=== Input records ===
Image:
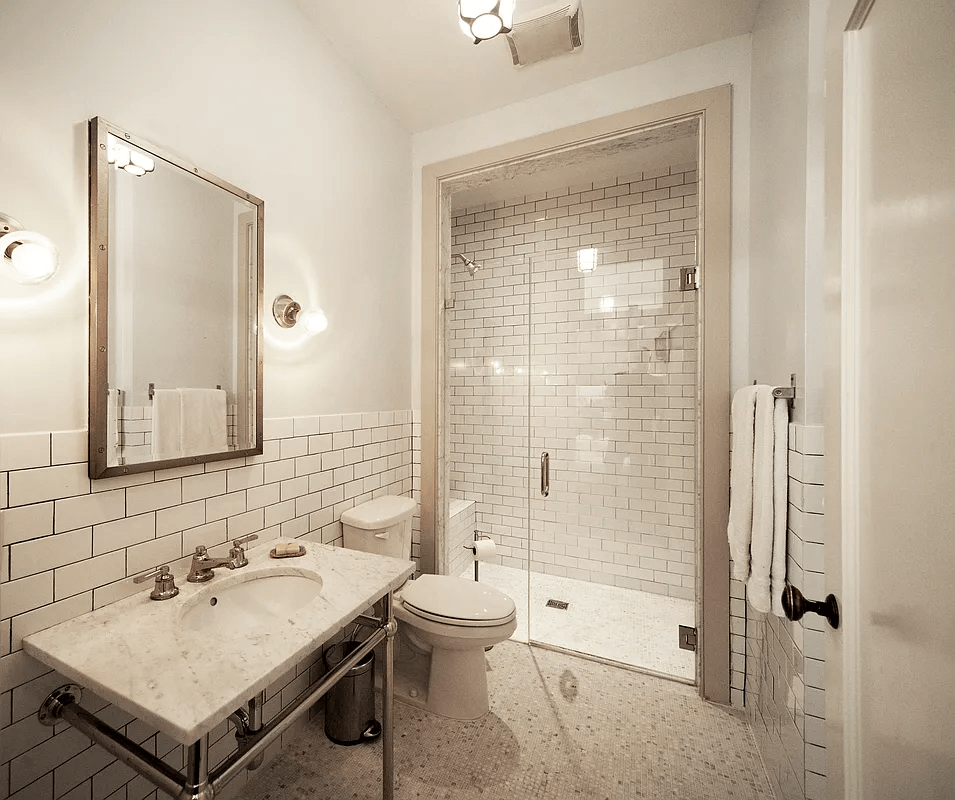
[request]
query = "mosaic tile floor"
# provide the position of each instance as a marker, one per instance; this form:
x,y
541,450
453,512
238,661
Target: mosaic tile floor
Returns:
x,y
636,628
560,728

--

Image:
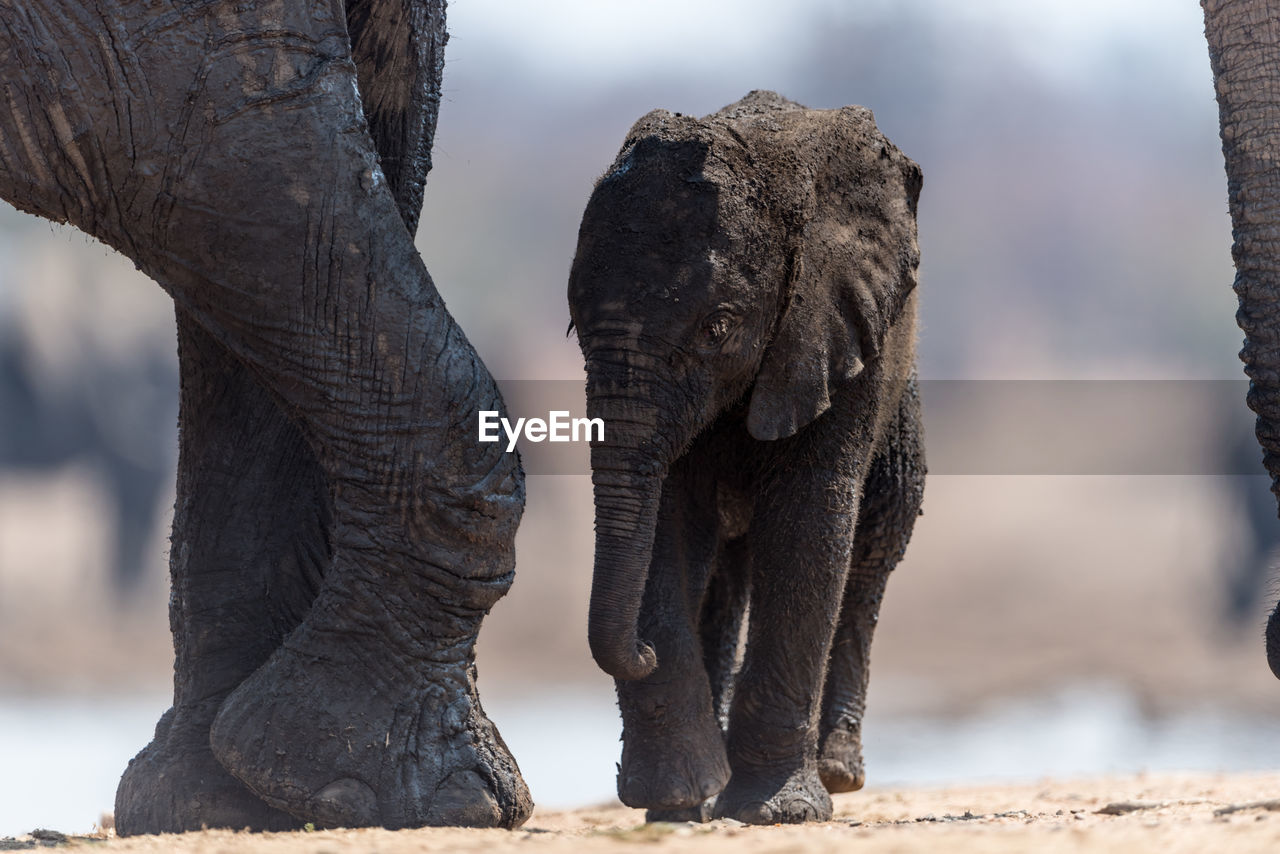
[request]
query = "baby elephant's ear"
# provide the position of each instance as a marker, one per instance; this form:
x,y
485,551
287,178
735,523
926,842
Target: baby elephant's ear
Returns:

...

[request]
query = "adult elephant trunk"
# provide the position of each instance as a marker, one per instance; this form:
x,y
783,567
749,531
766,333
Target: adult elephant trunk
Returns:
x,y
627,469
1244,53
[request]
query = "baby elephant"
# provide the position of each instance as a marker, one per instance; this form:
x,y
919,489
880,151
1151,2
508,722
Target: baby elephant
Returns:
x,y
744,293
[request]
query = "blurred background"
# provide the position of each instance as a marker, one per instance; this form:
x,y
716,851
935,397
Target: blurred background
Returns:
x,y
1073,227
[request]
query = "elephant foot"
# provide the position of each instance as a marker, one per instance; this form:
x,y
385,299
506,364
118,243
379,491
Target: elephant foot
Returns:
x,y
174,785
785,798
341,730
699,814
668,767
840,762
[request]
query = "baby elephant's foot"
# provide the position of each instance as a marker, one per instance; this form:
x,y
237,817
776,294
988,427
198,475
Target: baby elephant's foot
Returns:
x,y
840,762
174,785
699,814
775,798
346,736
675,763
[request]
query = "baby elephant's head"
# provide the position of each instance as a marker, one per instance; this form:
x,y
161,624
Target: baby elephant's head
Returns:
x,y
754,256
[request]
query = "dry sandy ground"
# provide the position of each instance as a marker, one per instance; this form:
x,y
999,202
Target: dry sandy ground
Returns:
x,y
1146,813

=== Your objective ===
Find the word "baby" in the entries and show each line where it is found.

=== Problem solution ===
query = "baby elephant's ear"
Target: baby elephant's ear
query = "baby elephant"
Target: baby elephant
query = "baby elephant's foot"
Target: baby elephant's foot
query = "baby elephant's head"
Target: baby elephant's head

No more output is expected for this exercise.